Обязательное задание 1: Отредактируйте отрывок о гастролях, размещенный ниже: возьмите его с места со словами "Предлагаю эпизод из" и закончите на словах "мне городу Райчихинску).". В этом фрагменте замените "городке" на "поселке".

─── Предложенный отрывок ───

Отправлено 25 Ноябрь 2011 - 10:06
Очень забавно ознакомиться с впечатлениями от гастролёй в раёне далёкой Ниагары и мне, отдавшему подобной работе много лет, вспомнились советские дороги в Казахстане, на Камчатке, в Подмосковье, как они угнетали тело и выматывали душу. Но мы снова и снова бросались в омут странствий, чтобы посмотреть на незнакомые места, познакомиться с новым слушателем и, наконец, просто заработать на хлеб насущный. Главным в этой работе, конечно, творческий процесс, который не прерывался из за трудностей быта, переездов, перелётов и общение между самими артистами и нашими попутчиками, которые относились к нам с интересом и пониманием, часто вводили нас в круг своих проблем, рассказывая о своей жизни, рассуждая о жизни вообще, тем самым расширяя горизонты наших представлений, сформировавшихся в столицах, оторванных от периферии пропастью расстояний, разницей в условиях быта, и возможностями пользования благами цивилизации.
Вот такие воспоминания проснулись после прочтения исповеди гастролёра.
А где же суть артистической профессии? Ведь то, что описывает он, характерно для странствующего человека любого вида деятельности, будь то командированный инженер, управленец, политик, агент торговой фирмы или похоронного бюро. Какой отпечаток накладывают гастроли на внутренний мир артиста? Разве только трудности пути, режим, меню и другие неудобства являются показательными для этой профессии?
Предлагаю эпизод из жизни актёрской братии в городке из глубинки (эквивалент заокеанского раёна) Хабаровского края.
Оборванные струны
Светлой памяти Бориса Штоколова
"Цветы не пахнут, сто рублей - не деньги, тысяча километров - не расстояние", - эту знаменитую дальневосточную истину я осваивал, трясясь в стареньком, грохочущем автобусе, двигавшемся по направлению ("направлениями" артисты называли отечественные дороги) к неведомому мне городу Райчихинску).
Как правило, выезд артистов к месту проведения концерта - это пытка. Даже в Подмосковье попадались иной раз такие дороги, что выматывали душу, не говоря уж о дорогах, извиняюсь, "направлениях" Дальнего Востока.
Вез нас, как я уже говорил, старенький грохочущий автобус под названием «Кубань», который артисты называли «Фурцваген», в честь министра культуры СССР Е.Фурцевой, по велению которой это «чудо» техники было создано для нужд работников культуры в глубинке. Руль и педали этого авто располагались, как обычно, перед водителем, но ручка коробки передач находилась сбоку и сзади водителя, и тот, не отрывая взгляда от дороги, сначала должен был нащупать ее, лишь затем начинал манипулировать ею. Машина была жесткая, пыльная, убогая и небезопасная, но актерская братия мирилась с этими трудностями, считая, что лучше ехать на работу с неудобствами в «Фурцвагене», нежели сидеть дома на мягком диване, но без заработка.
Вот с такими мыслями я въезжал теплым летним вечером в город Райчихинск в обществе двух Борисов - Штоколова и Мандруса. Нас разместили в старенькой гостинице и каждый занялся своими делами.

─── Фрагменты записей ───

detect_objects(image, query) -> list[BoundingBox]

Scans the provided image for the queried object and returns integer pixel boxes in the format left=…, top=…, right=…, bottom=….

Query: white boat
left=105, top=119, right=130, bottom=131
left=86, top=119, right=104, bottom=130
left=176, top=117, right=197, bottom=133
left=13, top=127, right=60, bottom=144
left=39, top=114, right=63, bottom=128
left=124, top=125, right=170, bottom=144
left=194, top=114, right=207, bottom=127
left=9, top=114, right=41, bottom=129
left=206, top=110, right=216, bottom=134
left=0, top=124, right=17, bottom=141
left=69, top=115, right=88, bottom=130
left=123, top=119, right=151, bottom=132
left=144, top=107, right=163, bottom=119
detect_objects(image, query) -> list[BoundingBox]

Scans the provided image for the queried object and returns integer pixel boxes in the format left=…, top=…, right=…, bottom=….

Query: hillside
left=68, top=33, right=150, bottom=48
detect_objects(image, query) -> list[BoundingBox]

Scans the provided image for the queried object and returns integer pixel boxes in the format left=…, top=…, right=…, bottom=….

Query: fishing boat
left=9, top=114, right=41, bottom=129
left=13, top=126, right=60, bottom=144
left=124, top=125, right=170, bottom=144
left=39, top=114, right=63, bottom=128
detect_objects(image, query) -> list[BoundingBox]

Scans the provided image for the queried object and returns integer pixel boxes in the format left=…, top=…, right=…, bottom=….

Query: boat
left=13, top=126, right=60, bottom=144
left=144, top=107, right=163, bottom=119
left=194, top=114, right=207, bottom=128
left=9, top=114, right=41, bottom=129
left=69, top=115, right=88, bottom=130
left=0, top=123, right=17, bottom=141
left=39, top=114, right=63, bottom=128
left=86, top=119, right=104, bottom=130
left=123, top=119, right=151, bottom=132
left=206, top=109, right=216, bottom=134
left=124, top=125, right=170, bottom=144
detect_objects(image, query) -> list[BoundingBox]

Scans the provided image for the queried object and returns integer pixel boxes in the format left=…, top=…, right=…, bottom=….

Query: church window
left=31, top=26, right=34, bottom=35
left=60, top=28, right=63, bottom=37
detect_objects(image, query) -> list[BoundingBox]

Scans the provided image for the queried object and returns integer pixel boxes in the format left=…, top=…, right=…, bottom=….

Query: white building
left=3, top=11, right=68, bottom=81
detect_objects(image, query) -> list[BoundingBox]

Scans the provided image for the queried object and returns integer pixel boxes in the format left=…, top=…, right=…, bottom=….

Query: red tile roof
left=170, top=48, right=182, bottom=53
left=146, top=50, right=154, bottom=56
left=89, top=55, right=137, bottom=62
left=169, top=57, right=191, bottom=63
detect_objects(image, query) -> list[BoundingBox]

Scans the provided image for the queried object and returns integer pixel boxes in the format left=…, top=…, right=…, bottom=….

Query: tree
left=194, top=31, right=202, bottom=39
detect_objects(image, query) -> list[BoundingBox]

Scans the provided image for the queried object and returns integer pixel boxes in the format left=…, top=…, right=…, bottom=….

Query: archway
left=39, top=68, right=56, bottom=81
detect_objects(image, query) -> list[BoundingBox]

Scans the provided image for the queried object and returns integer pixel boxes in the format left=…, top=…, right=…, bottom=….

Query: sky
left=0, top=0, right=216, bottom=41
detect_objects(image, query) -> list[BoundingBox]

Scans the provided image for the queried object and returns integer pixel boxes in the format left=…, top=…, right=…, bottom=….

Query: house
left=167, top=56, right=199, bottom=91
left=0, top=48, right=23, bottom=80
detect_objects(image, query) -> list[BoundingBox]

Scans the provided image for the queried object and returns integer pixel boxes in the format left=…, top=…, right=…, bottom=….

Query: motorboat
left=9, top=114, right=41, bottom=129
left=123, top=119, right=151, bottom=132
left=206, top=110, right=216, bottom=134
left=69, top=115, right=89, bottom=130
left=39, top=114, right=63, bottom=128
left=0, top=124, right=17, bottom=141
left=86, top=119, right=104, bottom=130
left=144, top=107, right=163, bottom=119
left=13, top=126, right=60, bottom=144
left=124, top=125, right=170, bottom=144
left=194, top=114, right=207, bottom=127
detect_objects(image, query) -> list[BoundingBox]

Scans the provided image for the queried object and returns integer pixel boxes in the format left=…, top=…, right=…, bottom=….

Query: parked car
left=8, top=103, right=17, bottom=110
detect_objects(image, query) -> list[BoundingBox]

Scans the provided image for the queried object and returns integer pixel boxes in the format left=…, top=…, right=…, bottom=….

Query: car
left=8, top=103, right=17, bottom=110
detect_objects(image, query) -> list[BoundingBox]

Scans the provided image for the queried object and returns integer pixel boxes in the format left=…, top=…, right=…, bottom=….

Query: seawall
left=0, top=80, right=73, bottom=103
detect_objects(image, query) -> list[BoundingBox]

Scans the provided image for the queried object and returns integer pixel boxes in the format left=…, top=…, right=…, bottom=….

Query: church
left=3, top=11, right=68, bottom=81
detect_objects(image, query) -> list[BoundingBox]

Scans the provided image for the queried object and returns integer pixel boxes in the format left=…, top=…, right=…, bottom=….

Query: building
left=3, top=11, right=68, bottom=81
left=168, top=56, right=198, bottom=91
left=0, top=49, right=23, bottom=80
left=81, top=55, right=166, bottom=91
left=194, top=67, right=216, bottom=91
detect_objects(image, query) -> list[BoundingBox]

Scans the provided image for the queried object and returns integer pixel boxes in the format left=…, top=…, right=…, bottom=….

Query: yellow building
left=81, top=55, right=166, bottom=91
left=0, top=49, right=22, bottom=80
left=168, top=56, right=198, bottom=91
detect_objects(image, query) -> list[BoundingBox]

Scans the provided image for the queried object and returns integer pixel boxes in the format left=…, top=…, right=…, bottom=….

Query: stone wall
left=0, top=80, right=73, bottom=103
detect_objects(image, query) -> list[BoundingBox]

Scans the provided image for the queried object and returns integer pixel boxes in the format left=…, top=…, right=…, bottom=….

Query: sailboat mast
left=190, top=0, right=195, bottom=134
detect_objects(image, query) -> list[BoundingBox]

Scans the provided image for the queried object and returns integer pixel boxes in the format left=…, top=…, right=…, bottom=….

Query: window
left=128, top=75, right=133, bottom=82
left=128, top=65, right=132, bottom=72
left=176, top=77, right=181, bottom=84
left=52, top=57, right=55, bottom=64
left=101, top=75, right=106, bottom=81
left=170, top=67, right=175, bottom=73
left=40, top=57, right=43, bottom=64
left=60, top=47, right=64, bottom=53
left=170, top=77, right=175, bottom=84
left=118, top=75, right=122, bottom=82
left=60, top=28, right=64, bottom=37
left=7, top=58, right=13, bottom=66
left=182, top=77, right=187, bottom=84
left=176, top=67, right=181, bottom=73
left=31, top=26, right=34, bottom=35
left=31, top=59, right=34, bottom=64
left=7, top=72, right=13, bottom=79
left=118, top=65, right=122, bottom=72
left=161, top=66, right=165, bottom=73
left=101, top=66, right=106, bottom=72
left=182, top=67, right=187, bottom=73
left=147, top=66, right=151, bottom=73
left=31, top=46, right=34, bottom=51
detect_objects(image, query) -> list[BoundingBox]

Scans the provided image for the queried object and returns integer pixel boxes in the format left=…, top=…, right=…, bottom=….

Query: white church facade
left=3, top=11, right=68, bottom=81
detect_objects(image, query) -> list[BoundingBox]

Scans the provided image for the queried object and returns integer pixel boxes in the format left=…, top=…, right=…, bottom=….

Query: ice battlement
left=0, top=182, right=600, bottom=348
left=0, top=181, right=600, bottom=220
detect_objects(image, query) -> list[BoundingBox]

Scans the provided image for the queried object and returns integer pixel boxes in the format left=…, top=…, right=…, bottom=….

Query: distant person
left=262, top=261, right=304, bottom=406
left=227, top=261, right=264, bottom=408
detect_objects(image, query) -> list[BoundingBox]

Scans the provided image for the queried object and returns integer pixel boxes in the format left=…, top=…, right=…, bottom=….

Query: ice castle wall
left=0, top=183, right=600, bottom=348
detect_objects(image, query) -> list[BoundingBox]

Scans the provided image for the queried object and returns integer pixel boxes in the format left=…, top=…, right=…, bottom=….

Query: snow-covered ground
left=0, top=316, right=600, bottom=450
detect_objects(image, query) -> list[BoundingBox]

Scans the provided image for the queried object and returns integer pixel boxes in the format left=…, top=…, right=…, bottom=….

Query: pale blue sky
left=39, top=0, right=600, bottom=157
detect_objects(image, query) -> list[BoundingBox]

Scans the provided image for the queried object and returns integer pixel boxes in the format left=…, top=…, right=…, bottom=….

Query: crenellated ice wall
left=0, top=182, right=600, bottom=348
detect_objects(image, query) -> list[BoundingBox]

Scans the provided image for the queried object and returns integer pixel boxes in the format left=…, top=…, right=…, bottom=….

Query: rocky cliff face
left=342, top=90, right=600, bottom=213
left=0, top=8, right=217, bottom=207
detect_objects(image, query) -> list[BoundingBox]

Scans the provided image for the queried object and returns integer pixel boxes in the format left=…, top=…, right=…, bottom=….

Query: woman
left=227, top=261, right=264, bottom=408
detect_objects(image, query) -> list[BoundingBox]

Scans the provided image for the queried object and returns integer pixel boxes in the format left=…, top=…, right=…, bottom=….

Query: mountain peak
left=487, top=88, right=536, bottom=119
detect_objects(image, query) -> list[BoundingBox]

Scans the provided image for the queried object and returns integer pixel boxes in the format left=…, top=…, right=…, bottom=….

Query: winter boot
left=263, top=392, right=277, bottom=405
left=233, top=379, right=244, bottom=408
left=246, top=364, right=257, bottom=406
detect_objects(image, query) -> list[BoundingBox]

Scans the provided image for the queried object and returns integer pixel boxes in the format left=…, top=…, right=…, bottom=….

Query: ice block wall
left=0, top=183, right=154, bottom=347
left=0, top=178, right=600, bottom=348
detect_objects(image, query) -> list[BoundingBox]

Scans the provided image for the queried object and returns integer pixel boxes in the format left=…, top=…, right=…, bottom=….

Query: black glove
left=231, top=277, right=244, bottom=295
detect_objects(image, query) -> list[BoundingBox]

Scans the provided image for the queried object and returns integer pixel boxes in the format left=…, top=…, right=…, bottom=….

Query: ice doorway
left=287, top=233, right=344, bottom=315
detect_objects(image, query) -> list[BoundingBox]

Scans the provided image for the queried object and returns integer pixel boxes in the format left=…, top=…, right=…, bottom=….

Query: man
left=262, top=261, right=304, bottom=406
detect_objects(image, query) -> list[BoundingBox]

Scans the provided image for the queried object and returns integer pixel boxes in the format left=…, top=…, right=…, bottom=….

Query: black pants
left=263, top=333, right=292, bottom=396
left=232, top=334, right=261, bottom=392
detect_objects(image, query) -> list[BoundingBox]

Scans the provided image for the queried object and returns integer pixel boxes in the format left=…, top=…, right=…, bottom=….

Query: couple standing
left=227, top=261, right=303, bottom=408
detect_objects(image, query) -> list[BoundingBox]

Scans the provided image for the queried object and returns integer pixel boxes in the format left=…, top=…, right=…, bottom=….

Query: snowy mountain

───

Обязательное задание 2: Выразите записи выше в формате CSV с двумя столбцами, "задание" и "значение", по одной строке на каждую запись. Текст записи и ее ответ должны стоять каждый в своем поле в кавычках, переносы строк замените пробелами. Берите только записи от начала блока записей до строки с "left=68, top=33, right=150, bottom=48" включительно.

Письменный ответ 1:
Предлагаю эпизод из жизни актёрской братии в поселке из глубинки (эквивалент заокеанского раёна) Хабаровского края.
Оборванные струны
Светлой памяти Бориса Штоколова
"Цветы не пахнут, сто рублей - не деньги, тысяча километров - не расстояние", - эту знаменитую дальневосточную истину я осваивал, трясясь в стареньком, грохочущем автобусе, двигавшемся по направлению ("направлениями" артисты называли отечественные дороги) к неведомому мне городу Райчихинску).

Письменный ответ 2:
задание,значение
"detect_objects(image, query) -> list[BoundingBox] Scans the provided image for the queried object and returns integer pixel boxes in the format left=…, top=…, right=…, bottom=…. Query: white boat","left=105, top=119, right=130, bottom=131 left=86, top=119, right=104, bottom=130 left=176, top=117, right=197, bottom=133 left=13, top=127, right=60, bottom=144 left=39, top=114, right=63, bottom=128 left=124, top=125, right=170, bottom=144 left=194, top=114, right=207, bottom=127 left=9, top=114, right=41, bottom=129 left=206, top=110, right=216, bottom=134 left=0, top=124, right=17, bottom=141 left=69, top=115, right=88, bottom=130 left=123, top=119, right=151, bottom=132 left=144, top=107, right=163, bottom=119"
"detect_objects(image, query) -> list[BoundingBox] Scans the provided image for the queried object and returns integer pixel boxes in the format left=…, top=…, right=…, bottom=…. Query: hillside","left=68, top=33, right=150, bottom=48"